**Records**
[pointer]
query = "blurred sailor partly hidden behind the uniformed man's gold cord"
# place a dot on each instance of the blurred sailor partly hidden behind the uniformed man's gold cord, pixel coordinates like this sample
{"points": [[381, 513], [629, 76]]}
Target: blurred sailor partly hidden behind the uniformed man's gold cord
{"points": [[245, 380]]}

**What is being asked**
Copy every record above exactly as it is.

**Solution below**
[pointer]
query = "blurred sailor partly hidden behind the uniformed man's gold cord"
# place a dot on each instance of the blurred sailor partly hidden behind the uniformed man's gold cord, pixel coordinates like this sample
{"points": [[381, 513], [629, 76]]}
Target: blurred sailor partly hidden behind the uniformed man's gold cord
{"points": [[245, 380]]}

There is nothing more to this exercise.